What to work on.
Copy the records from the beginning through the line containing "[[379, 264], [61, 327]]", replacing "wooden chair" with "wooden stool" and leaving everything else as it is.

Source data.
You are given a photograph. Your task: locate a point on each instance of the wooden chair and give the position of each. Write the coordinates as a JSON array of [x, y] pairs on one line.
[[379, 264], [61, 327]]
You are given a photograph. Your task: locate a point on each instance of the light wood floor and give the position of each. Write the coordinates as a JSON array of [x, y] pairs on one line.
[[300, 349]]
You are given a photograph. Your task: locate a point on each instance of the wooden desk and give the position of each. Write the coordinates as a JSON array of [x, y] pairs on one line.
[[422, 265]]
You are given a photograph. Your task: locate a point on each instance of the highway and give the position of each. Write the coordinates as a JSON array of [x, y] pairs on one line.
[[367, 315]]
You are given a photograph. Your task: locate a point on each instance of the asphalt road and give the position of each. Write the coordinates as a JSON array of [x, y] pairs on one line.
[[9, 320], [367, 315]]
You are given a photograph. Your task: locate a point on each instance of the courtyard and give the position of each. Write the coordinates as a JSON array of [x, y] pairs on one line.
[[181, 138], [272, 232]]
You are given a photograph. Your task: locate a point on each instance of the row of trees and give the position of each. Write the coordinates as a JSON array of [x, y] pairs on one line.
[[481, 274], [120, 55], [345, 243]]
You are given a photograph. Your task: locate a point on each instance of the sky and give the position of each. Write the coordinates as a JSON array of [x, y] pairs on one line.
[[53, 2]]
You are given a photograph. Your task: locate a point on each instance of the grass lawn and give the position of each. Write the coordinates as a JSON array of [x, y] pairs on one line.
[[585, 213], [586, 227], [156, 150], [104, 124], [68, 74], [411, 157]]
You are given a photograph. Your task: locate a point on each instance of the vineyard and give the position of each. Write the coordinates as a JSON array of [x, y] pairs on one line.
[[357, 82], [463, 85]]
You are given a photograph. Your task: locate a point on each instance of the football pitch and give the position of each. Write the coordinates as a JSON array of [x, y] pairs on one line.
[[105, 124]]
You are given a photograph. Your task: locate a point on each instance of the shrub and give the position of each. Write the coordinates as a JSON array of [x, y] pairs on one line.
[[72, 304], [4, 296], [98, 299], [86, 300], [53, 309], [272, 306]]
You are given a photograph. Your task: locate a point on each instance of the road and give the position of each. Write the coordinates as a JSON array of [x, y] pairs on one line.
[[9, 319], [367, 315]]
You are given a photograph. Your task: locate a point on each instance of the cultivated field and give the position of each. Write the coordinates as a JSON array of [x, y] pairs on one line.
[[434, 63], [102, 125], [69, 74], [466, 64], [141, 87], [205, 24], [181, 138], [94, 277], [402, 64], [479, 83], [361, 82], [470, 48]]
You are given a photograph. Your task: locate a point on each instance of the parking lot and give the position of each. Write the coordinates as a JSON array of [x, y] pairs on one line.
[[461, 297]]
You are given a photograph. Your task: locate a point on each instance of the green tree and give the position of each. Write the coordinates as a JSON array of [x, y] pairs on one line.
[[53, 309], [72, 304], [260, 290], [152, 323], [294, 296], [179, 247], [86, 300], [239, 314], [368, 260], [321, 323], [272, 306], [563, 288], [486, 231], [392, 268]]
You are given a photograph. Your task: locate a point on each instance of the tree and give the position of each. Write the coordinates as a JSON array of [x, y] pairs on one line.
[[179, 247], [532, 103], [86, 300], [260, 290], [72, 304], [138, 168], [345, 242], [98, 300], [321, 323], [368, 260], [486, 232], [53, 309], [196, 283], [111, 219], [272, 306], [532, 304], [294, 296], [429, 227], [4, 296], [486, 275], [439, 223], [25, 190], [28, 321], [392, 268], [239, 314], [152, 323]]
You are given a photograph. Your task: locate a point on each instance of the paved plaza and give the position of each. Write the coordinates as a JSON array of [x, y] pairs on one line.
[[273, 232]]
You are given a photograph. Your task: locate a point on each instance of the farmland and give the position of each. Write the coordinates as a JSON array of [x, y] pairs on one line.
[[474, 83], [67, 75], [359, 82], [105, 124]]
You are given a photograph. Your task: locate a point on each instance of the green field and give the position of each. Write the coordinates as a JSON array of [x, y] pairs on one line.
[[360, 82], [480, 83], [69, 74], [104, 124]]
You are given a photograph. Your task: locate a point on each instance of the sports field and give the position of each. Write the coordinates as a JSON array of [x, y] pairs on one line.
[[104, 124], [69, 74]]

Task result.
You are given a photograph. Your task: locate a point on each instance of the wooden stool and give the position of each. Write the coordinates as a JSON array of [x, y] pairs on one line.
[[379, 264], [61, 327]]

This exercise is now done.